**Problem requirements:**
Copy the records below in full and leave every image out of the copy.

**Information provided:**
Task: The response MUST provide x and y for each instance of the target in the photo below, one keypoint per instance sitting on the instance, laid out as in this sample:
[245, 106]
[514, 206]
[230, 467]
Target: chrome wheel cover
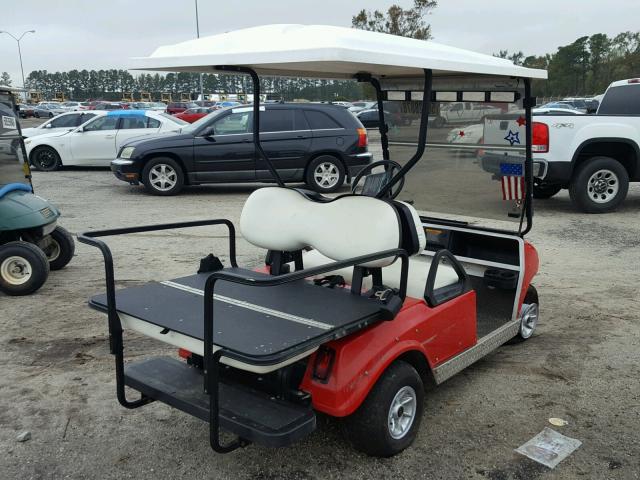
[402, 412]
[603, 186]
[163, 177]
[326, 175]
[528, 319]
[16, 270]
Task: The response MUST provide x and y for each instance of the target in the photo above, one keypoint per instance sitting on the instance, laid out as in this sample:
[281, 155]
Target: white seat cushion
[416, 280]
[282, 219]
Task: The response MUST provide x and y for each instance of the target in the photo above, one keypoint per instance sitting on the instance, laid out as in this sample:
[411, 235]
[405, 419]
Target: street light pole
[20, 54]
[198, 36]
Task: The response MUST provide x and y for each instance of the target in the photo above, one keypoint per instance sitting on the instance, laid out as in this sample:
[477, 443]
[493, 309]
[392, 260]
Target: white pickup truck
[594, 156]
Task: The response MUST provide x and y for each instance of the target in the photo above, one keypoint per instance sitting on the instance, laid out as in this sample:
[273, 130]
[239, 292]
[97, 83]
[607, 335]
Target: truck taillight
[540, 139]
[323, 363]
[363, 139]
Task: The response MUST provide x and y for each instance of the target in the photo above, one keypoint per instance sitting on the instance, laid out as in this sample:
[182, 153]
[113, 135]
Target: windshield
[473, 164]
[201, 123]
[12, 161]
[174, 119]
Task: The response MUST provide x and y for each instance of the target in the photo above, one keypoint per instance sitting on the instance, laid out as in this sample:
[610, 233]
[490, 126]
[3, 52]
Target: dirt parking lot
[583, 365]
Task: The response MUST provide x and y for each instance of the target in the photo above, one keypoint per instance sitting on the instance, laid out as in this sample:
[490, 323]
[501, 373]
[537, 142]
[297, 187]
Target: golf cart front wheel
[529, 316]
[388, 420]
[23, 268]
[61, 248]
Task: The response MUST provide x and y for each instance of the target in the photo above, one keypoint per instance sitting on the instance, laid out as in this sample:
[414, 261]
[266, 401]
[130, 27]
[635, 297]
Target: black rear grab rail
[116, 344]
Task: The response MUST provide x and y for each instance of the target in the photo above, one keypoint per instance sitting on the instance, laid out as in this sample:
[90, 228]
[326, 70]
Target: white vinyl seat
[416, 280]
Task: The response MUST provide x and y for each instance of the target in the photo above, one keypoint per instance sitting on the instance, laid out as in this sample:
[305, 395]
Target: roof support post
[529, 103]
[382, 127]
[422, 135]
[256, 115]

**Expected answer:**
Task: The response MUST provide x and y for each instance of the target in the photo below, one keypoint per instance sitting on the instance, laid out as in this sample:
[245, 106]
[514, 206]
[230, 467]
Target: chrome wheel cover
[402, 412]
[603, 186]
[163, 177]
[326, 175]
[528, 319]
[16, 270]
Task: The response MUST provide x and y for each instance of the target in the photo above, one keypoint per instance sitting on the instance, laid out as in this sample:
[281, 155]
Target: white seat cushion
[416, 280]
[282, 219]
Task: The response MUST provide x and y for each instance of the target in the photo above, one keypoint per instance sitting on the instance, laid out as in this sample:
[411, 235]
[405, 419]
Target: street light pole
[20, 54]
[198, 36]
Task: The response MUST provide x and y for each instance of the target in the photo above, one keypoint per instance sitting on the instance, laid out as in this sample:
[477, 443]
[493, 309]
[392, 260]
Target: white pickup truck
[594, 156]
Task: The response MUST provide x and y for each instance of the target in the photo above, one keypoint per instance sitting on the instance, laid out as in this sample:
[273, 130]
[239, 292]
[97, 83]
[607, 335]
Target: truck taillight
[540, 139]
[323, 363]
[363, 139]
Task: The response MUST provide x and y for each instance of the target in the photo above, one keypoint per instance sitting on the instance, laid out as in this sample:
[182, 153]
[113, 135]
Target: windshield
[473, 164]
[201, 123]
[12, 161]
[174, 119]
Task: The response MUST provide x and y for each instance of the target in the photo above, one keypoint per instance sitting on the instance, laid out as in this sample:
[610, 233]
[490, 126]
[3, 52]
Target: dirt parking lot
[583, 365]
Task: The response MUST provide x and y for each instance of the target in the photo above, one keypoint per instance sitting on the instance, laid out as in this sample:
[490, 323]
[501, 373]
[537, 142]
[297, 187]
Target: golf cart front wheel
[529, 316]
[388, 420]
[23, 268]
[61, 248]
Task: The response MUST provide x and y for each instance of the target in the photo above, one keypoint per instance sitting on the instance, laid out as in this sample:
[414, 261]
[266, 401]
[130, 27]
[635, 297]
Target: black rear grab rail
[116, 344]
Task: The response MUST provide x and y for each instance of the target in the photo above, one keypoint per instance sitting on the instance, laid out as in this sample:
[90, 228]
[326, 70]
Target: white vinyl seat
[416, 280]
Task: The response MUST provide x and y for each instance of the target in the photo above, one keypoint per instance sitting on the instance, laid out as in this sample:
[305, 395]
Target: roof support post
[529, 103]
[382, 127]
[422, 135]
[256, 115]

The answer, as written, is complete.